- **Исходный текст**
**********

Побеседовав аналогичным образом с двумя-тремя студентами, он уходил. А они тут же направлялись к доценту Арамановичу и сдавали экзамен, как говорил сам Араманович, «по-настоящему».
390. Всякое бывает
За первый месяц учебы на химфаке я подтвердил экзамены и зачеты, сданные в академии, по всем предметам, кроме физкультуры и автодела. Как говорится, верьте или не верьте, но занятий по физкультуре в академии не было. Не было в академии и автодела. Зачеты надо было сдать по обоим предметам как можно быстрее.
С физкультурой сразу же возникла проблема: для того чтобы сдать зачет по лыжам, надо было ждать зимы, а время поджимало. Пришлось идти окольным путем. У меня было удостоверение о первом разряде по футболу, полученное не совсем праведным путем. Когда я появился на кафедре физкультуры и сказал, что у меня первый разряд, здоровый детина, не иначе как тяжелоатлет, осмотрел меня с головы до ног и спросил:
— По шахматам?
Когда я ответил: «По футболу», он не удивился, сказал: «Всякое бывает» — и поставил зачет.

**********

- **Набор заданий**
1) Как перевести на английский язык предложение из отрывка о зачётах на химфаке: «Когда я ответил: «По футболу», он не удивился, сказал: «Всякое бывает» — и поставил зачет.»?
2) По каким предметам рассказчику не удалось подтвердить экзамены и зачеты за первый месяц учебы на химфаке, согласно отрывку о зачётах на химфаке?
3) Подхватите отрывок о зачётах на химфаке и напишите его продолжение, начиная сразу после последней фразы.

(Сохранённые записи данных)
**********

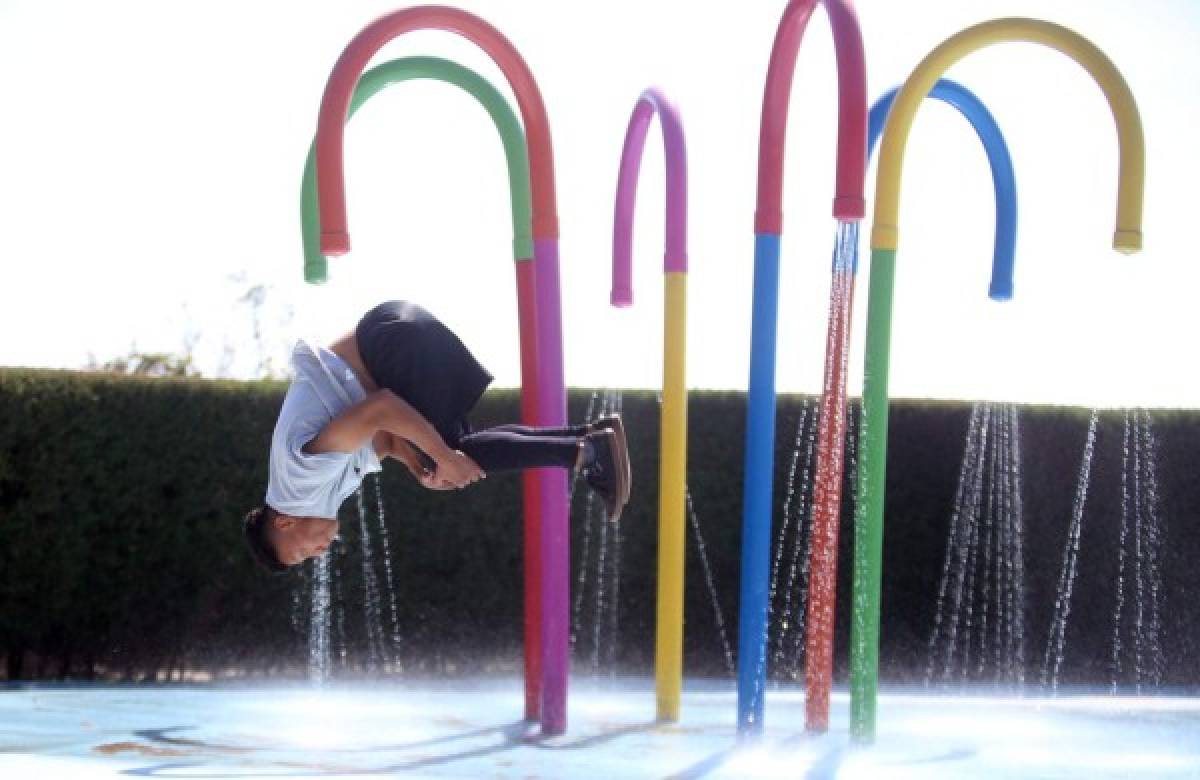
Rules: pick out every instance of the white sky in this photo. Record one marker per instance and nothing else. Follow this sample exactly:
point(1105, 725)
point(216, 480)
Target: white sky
point(150, 161)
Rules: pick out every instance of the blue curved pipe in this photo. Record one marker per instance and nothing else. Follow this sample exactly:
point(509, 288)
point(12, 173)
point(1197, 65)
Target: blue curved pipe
point(1002, 177)
point(761, 395)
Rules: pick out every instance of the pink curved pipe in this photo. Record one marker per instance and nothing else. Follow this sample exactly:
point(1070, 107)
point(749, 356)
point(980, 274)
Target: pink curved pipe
point(546, 666)
point(652, 101)
point(849, 202)
point(336, 101)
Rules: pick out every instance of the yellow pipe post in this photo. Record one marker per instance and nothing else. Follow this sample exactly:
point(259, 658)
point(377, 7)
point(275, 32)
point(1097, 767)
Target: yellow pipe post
point(672, 490)
point(873, 448)
point(1132, 173)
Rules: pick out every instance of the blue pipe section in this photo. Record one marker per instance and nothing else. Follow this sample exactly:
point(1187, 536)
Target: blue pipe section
point(761, 396)
point(760, 461)
point(1002, 177)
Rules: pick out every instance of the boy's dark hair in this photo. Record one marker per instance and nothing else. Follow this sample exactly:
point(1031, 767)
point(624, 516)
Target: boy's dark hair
point(255, 527)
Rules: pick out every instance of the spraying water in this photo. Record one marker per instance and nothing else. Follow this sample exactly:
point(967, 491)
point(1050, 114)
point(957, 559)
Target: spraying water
point(371, 617)
point(1139, 507)
point(385, 550)
point(1056, 642)
point(978, 624)
point(319, 623)
point(599, 565)
point(711, 585)
point(791, 622)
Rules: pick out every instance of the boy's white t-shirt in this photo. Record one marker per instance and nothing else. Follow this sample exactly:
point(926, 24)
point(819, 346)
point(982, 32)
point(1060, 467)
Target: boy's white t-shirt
point(307, 485)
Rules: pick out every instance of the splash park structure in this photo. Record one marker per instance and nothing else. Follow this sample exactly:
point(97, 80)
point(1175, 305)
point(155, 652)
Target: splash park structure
point(705, 729)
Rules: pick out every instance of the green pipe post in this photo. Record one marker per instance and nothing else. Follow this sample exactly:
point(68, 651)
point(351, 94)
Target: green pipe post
point(493, 102)
point(873, 443)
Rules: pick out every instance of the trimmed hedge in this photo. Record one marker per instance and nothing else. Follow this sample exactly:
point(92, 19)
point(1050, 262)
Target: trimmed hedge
point(121, 557)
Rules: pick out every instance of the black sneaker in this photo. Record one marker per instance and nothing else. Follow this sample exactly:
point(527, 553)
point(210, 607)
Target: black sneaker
point(612, 423)
point(605, 472)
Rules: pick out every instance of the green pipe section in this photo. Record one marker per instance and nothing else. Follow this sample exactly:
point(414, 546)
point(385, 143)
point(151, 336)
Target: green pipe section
point(873, 443)
point(493, 102)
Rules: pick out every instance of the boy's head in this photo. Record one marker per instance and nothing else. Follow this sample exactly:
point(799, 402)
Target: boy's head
point(279, 541)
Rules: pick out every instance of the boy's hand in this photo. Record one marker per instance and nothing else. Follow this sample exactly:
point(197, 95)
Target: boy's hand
point(430, 480)
point(457, 469)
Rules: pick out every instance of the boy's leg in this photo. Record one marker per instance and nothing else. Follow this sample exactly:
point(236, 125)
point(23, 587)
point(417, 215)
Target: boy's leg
point(505, 450)
point(599, 454)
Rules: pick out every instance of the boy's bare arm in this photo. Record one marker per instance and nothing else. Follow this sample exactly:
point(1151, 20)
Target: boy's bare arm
point(383, 411)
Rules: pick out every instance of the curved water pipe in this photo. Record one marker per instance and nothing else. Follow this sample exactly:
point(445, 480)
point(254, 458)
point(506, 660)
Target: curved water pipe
point(829, 460)
point(547, 646)
point(673, 427)
point(873, 447)
point(847, 205)
point(507, 125)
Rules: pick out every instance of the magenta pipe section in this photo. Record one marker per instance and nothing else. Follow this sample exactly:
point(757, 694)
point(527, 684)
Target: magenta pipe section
point(849, 202)
point(552, 484)
point(651, 102)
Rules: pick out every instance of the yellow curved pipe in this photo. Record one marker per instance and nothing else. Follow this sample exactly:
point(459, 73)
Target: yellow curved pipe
point(672, 491)
point(1132, 173)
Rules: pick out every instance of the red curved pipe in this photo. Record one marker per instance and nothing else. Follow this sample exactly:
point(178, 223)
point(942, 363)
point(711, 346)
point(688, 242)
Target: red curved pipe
point(849, 202)
point(336, 102)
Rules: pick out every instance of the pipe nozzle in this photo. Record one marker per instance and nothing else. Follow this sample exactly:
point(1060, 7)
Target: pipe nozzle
point(1127, 241)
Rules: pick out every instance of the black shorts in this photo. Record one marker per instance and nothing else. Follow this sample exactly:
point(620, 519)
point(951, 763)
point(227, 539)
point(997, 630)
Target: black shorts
point(406, 349)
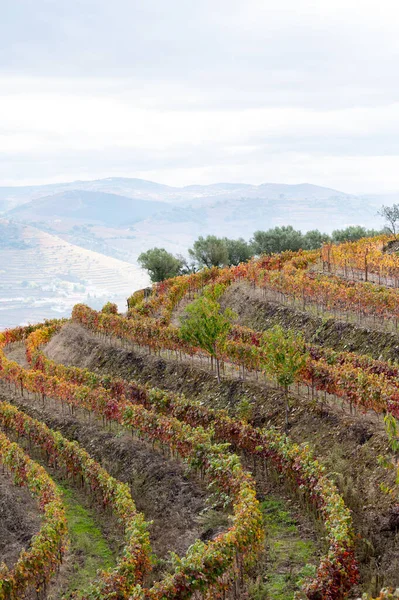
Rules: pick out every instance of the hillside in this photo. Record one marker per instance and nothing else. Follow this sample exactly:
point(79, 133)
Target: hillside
point(43, 276)
point(318, 516)
point(78, 207)
point(121, 217)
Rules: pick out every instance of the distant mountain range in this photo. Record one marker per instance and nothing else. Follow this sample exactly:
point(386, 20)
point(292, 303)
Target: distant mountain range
point(117, 218)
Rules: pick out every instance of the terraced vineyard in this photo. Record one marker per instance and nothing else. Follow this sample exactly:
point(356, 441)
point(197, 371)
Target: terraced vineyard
point(44, 276)
point(164, 443)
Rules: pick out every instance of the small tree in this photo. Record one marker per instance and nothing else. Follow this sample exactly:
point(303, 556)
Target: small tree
point(238, 251)
point(209, 252)
point(205, 324)
point(391, 216)
point(278, 239)
point(160, 264)
point(285, 357)
point(110, 308)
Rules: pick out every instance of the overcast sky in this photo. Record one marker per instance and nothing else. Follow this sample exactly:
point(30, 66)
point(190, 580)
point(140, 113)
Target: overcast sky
point(184, 91)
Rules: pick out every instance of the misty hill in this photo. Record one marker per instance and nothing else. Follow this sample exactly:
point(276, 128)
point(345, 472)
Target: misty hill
point(10, 197)
point(78, 206)
point(43, 276)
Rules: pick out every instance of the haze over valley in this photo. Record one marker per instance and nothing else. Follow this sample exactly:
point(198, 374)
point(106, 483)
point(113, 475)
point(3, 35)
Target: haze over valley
point(79, 241)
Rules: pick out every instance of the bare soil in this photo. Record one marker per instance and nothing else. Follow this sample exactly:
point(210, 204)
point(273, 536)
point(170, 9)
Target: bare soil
point(261, 314)
point(347, 445)
point(160, 487)
point(20, 519)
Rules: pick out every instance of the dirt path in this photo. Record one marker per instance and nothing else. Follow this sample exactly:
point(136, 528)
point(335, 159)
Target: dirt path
point(347, 445)
point(20, 519)
point(160, 487)
point(259, 313)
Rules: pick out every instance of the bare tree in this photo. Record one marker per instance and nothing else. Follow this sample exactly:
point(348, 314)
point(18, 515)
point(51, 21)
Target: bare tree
point(391, 216)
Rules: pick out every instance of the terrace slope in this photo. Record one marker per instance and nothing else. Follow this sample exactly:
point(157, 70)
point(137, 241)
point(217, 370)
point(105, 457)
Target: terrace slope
point(347, 445)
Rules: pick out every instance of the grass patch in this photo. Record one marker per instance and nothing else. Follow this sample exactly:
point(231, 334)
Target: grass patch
point(289, 558)
point(89, 548)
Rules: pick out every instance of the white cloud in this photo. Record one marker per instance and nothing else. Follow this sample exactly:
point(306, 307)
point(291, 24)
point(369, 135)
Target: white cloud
point(255, 90)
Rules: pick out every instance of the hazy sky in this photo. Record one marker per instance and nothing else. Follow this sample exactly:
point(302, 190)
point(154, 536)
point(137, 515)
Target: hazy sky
point(184, 91)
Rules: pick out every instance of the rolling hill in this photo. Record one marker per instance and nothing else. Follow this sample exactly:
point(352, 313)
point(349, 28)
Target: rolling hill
point(45, 276)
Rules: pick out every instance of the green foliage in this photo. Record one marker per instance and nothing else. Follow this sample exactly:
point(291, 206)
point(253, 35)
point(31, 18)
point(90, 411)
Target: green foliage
point(160, 264)
point(288, 557)
point(205, 324)
point(210, 252)
point(278, 239)
point(285, 354)
point(87, 542)
point(238, 251)
point(314, 239)
point(110, 308)
point(391, 216)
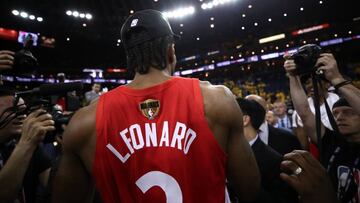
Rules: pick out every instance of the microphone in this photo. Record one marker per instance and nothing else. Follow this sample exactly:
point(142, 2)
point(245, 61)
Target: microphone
point(54, 89)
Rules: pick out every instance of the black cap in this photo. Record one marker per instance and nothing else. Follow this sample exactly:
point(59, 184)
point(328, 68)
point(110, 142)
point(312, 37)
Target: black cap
point(153, 22)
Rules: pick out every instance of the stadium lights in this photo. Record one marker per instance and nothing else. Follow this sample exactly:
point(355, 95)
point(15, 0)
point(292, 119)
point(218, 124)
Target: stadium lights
point(215, 3)
point(77, 14)
point(272, 38)
point(26, 15)
point(179, 13)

**********

- **Решённые задания**
1) When I answered, "In soccer," he wasn't surprised, said, "Anything can happen," and gave me a pass.

2) По физкультуре и автоделу.

3)
391. Автодело в университете
Автодело надо было сдавать на военной кафедре. Сдавать только теорию.
Однажды, спускаясь на лифте из библиотеки, я встретил ребят из нашей группы.
— Едем сдавать зачет по автоделу. Поехали с нами.
— Да я…
— Что ты теряешь! Вдруг сдашь! Мы тебе дадим учебник…
Через пять минут я уже рапортовал полковнику, что студент Агранянц прибыл для сдачи зачета, и вытащил билет.
Главным вопросом был «коленчатый вал». Я взял учебник и стал искать по оглавлению «коленчатый». Не нашел. Стал искать на «вал» — нашел и переписал. Так же аккуратно переписал ответ на второй вопрос.
Потом начал слушать, как сдают ребята, и обратил внимание, что, когда кто-нибудь говорил «вот еще утром повторял, а теперь забыл», полковник пускался в пространные нравоучения по поводу того, что в последний день перед зачетом надо отдыхать, рано ложиться спать и тому подобное. И я понял, что у меня появился шанс.
Настала моя очередь.
Я бойко изложил оба вопроса. Начались вопросы. Там, где было «да или нет», я иногда угадывал. Но в общем дела шли плохо. И тогда вместо ответа на вопрос я промямлил:
— Я точно помню, что повторял этот вопрос ночью. Как раз в это время пробило три часа.
Полковник испугался:
— Ты что, ночью не спал?
— Не спал, — признался я, — очень хотел хорошо сдать предмет.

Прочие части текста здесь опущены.